Selected text ->
The creepy movie poster made only an oblique reference — in the tagline — to the two previous films in the franchise
But over the past three decades, Season of the Witch has gone from near franchise-killer to beloved curiosity item — a goony, gloomy, endlessly enjoyable joy-buzzer of a movie, one that merely needed a good thirty years or so for viewers to catch up with. “There’s a lot of weird stuff going on in that film, whether it’s intentional or not,” says Adam Wingard, the director of indie-horror films like You’re Next and The Guest, the latter of which features a few explicit nods to Season of the Witch. “But people overlooked all of that initially, just because they were so mad that Michael Myers wasn’t in the damn thing.”
Even without the baggage of that Halloween title, Season of the Witch still would have stood out at the time, thanks to its daffy, overstuffed plot: In a quiet California town, a toy company called Silver Shamrock Novelties is churning out a series of best-selling Halloween masks. Unbeknown to its kiddie customers, though, Silver Shamrock’s owner — a malevolent Irishman played by Dan O’Herily, an Oscar nominee for 1954’s Robinson Crusoe — has outfitted the masks with special computer chips that, when triggered by a manically catchy commercial jingle, will kill them on Halloween night. (Those chips, by the way, are powered by pieces of a stolen Stonehenge rock — just one of the film’s glossed-over plot-point asides).
The film’s unlikely hero, meanwhile, is Dr. Dan Challis (Tom Atkins), a nurse-goosing, beer-guzzling divorcee who, early on in the film, bails on watching his kids, and instead spends the holidays weekend with a mysterious, attractive, and very young stranger (played by Stacey Nelkin) who inadvertently (or perhaps intentionally!) leads Challis to the Silver Shamrock factory. Along the way, there are killer-android hitmen, a few touches of witchcraft, a cluster of mouth-borne grasshoppers, and at least one grisly face-melting scene.

Data listing ->
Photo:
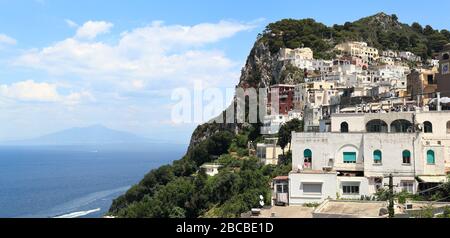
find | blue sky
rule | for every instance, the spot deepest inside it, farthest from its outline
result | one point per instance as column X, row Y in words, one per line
column 111, row 62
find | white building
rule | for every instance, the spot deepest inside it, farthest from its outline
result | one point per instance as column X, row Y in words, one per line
column 354, row 158
column 406, row 55
column 359, row 49
column 272, row 124
column 211, row 169
column 269, row 151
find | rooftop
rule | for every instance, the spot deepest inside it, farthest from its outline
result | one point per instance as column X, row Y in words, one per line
column 336, row 208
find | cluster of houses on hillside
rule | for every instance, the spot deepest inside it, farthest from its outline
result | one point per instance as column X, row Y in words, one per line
column 367, row 114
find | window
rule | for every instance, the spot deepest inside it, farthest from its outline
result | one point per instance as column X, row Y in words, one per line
column 376, row 126
column 427, row 127
column 430, row 79
column 430, row 157
column 406, row 157
column 377, row 157
column 402, row 126
column 407, row 186
column 282, row 188
column 349, row 157
column 315, row 188
column 445, row 56
column 307, row 154
column 344, row 127
column 350, row 189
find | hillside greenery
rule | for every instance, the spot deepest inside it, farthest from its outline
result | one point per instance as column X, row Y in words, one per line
column 184, row 190
column 381, row 31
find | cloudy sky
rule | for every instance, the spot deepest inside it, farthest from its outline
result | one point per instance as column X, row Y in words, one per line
column 77, row 63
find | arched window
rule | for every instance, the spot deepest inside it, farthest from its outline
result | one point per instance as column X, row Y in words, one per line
column 377, row 157
column 307, row 162
column 407, row 157
column 344, row 127
column 430, row 157
column 427, row 127
column 445, row 56
column 401, row 126
column 376, row 126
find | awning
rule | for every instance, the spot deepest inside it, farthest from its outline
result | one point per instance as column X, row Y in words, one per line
column 433, row 179
column 348, row 109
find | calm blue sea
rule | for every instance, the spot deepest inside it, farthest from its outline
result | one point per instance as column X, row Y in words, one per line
column 73, row 181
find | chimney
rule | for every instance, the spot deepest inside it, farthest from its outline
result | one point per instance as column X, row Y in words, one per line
column 439, row 107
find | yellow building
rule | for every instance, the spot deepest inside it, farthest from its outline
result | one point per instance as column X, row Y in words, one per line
column 422, row 85
column 359, row 49
column 296, row 54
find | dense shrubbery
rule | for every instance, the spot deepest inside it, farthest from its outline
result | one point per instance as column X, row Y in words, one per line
column 182, row 190
column 380, row 31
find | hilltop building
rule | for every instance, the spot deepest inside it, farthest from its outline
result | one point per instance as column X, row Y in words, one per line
column 353, row 158
column 422, row 85
column 359, row 49
column 443, row 77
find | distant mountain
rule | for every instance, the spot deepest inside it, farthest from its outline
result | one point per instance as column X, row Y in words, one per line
column 96, row 134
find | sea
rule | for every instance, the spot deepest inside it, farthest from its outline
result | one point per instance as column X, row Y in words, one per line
column 76, row 181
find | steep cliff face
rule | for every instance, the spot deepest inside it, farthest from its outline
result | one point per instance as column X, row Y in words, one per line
column 262, row 69
column 167, row 191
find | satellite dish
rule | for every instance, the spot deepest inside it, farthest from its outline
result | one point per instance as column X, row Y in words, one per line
column 261, row 203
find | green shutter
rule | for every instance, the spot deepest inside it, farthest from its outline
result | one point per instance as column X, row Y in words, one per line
column 430, row 157
column 307, row 153
column 349, row 157
column 406, row 154
column 377, row 156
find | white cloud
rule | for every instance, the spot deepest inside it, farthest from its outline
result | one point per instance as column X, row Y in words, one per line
column 31, row 91
column 91, row 29
column 7, row 40
column 71, row 23
column 173, row 55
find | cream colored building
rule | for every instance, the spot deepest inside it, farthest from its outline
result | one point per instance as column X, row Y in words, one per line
column 355, row 157
column 296, row 54
column 211, row 169
column 269, row 151
column 359, row 49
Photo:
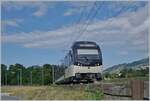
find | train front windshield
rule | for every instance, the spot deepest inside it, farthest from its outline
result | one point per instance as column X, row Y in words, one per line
column 88, row 57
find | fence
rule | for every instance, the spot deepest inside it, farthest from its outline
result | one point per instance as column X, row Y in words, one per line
column 135, row 89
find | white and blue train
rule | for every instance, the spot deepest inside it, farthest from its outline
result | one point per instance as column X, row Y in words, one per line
column 82, row 64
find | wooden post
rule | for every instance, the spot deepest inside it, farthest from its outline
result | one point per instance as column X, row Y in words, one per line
column 137, row 89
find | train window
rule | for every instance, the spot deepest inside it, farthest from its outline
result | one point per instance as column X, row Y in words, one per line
column 87, row 51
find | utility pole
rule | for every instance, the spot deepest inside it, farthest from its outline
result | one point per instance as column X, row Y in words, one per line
column 53, row 74
column 6, row 77
column 30, row 77
column 42, row 77
column 20, row 77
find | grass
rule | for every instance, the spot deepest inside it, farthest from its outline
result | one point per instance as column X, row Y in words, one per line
column 55, row 92
column 125, row 80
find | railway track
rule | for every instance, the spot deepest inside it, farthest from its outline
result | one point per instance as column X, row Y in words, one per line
column 111, row 89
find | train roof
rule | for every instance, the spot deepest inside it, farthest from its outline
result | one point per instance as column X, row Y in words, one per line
column 82, row 43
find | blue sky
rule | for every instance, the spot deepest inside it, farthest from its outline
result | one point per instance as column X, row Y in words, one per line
column 35, row 33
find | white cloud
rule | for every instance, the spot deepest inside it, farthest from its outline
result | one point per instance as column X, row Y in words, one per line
column 13, row 23
column 128, row 31
column 41, row 7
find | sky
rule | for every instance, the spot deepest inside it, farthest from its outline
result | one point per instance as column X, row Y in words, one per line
column 35, row 33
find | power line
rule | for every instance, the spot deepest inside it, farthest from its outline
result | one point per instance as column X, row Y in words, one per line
column 88, row 23
column 88, row 17
column 78, row 22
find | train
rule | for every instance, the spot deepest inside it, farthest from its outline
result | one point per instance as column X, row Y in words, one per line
column 82, row 64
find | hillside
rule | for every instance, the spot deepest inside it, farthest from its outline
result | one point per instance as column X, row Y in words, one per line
column 133, row 65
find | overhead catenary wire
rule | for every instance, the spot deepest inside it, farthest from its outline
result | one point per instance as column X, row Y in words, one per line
column 88, row 22
column 88, row 18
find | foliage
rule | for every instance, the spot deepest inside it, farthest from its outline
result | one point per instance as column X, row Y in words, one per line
column 128, row 73
column 17, row 74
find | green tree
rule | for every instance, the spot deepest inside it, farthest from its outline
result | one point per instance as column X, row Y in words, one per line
column 3, row 74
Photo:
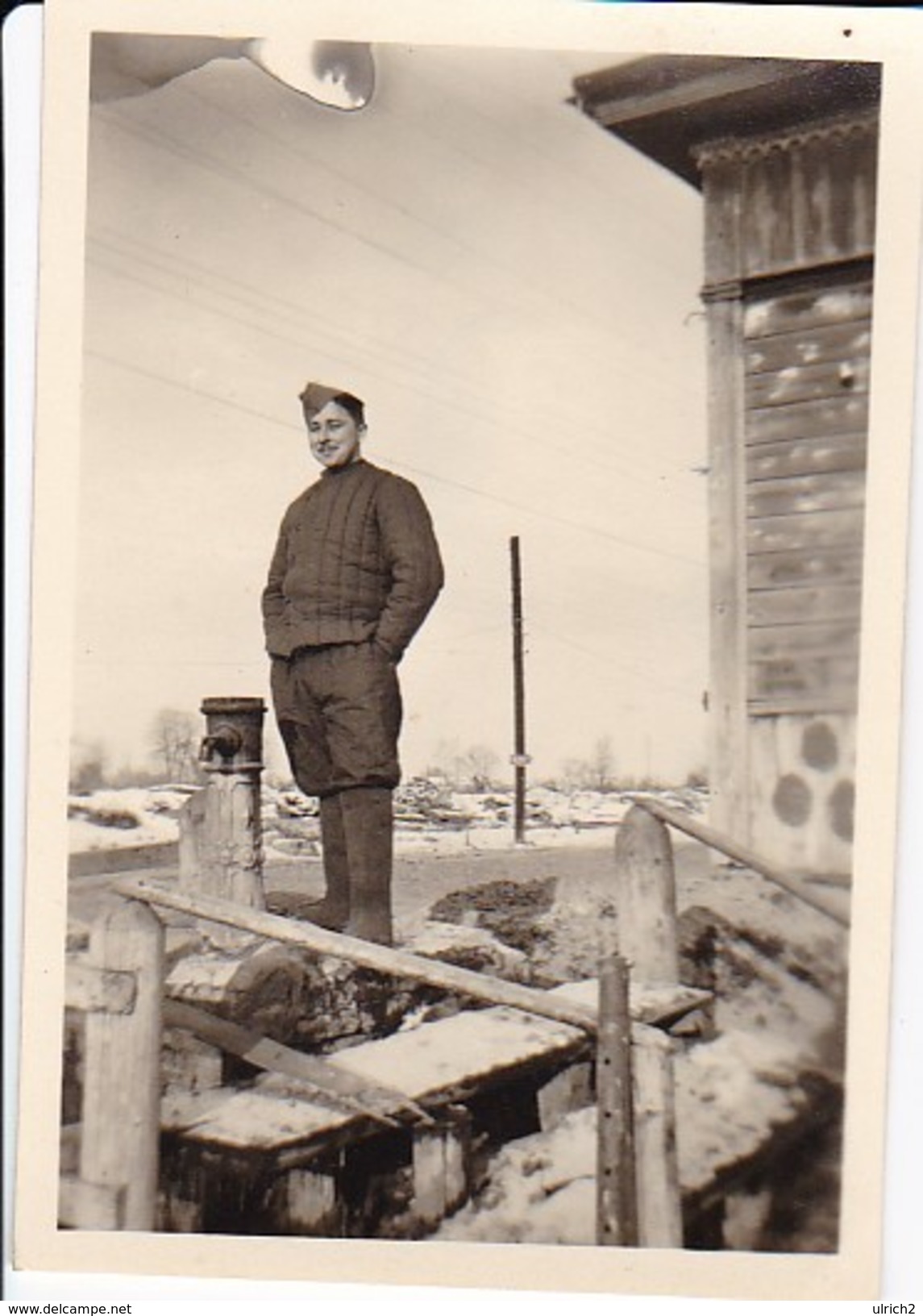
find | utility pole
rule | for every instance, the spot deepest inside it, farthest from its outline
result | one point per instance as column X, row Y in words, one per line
column 520, row 758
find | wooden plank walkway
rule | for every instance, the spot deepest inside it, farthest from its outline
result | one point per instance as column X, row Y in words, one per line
column 437, row 1064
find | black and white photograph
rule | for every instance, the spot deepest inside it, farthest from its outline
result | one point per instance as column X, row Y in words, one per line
column 470, row 536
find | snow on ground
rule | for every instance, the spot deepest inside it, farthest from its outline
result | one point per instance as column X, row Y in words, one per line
column 103, row 820
column 430, row 818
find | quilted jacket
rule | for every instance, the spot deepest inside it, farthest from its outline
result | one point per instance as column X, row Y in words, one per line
column 355, row 560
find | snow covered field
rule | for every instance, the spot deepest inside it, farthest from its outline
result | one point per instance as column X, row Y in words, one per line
column 777, row 1015
column 431, row 818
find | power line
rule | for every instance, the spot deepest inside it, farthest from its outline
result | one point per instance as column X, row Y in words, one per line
column 414, row 470
column 210, row 164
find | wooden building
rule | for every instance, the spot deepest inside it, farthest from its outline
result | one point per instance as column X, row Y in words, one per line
column 784, row 153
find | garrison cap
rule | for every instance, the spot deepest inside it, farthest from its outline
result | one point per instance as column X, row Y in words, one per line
column 314, row 397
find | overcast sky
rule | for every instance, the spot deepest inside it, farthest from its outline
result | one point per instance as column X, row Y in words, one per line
column 514, row 294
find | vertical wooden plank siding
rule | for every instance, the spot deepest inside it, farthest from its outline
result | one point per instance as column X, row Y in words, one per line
column 805, row 491
column 789, row 249
column 722, row 297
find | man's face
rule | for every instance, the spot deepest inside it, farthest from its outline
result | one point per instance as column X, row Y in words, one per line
column 335, row 436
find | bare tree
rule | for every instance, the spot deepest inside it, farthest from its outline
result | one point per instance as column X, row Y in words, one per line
column 174, row 743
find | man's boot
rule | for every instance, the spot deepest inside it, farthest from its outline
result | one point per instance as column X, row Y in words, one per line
column 333, row 910
column 368, row 826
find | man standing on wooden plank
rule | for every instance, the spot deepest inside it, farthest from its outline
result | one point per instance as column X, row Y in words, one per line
column 355, row 572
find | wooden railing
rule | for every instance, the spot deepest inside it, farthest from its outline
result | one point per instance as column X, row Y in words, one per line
column 118, row 985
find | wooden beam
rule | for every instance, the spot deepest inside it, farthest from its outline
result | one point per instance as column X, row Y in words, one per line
column 727, row 847
column 364, row 953
column 377, row 1103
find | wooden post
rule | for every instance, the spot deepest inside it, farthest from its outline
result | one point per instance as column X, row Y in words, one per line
column 520, row 757
column 647, row 897
column 659, row 1205
column 441, row 1168
column 616, row 1189
column 121, row 1102
column 401, row 964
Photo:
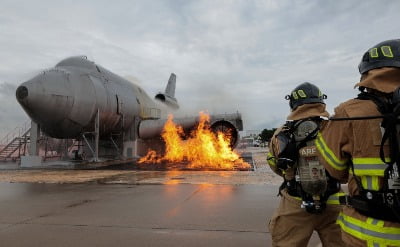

Task -> Rewrite the part of the Season of the Witch passage that begins at "The film’s unlikely" and ends after "grisly face-melting scene.", changing "grasshoppers" to "crickets".

Output ->
The film’s unlikely hero, meanwhile, is Dr. Dan Challis (Tom Atkins), a nurse-goosing, beer-guzzling divorcee who, early on in the film, bails on watching his kids, and instead spends the holidays weekend with a mysterious, attractive, and very young stranger (played by Stacey Nelkin) who inadvertently (or perhaps intentionally!) leads Challis to the Silver Shamrock factory. Along the way, there are killer-android hitmen, a few touches of witchcraft, a cluster of mouth-borne crickets, and at least one grisly face-melting scene.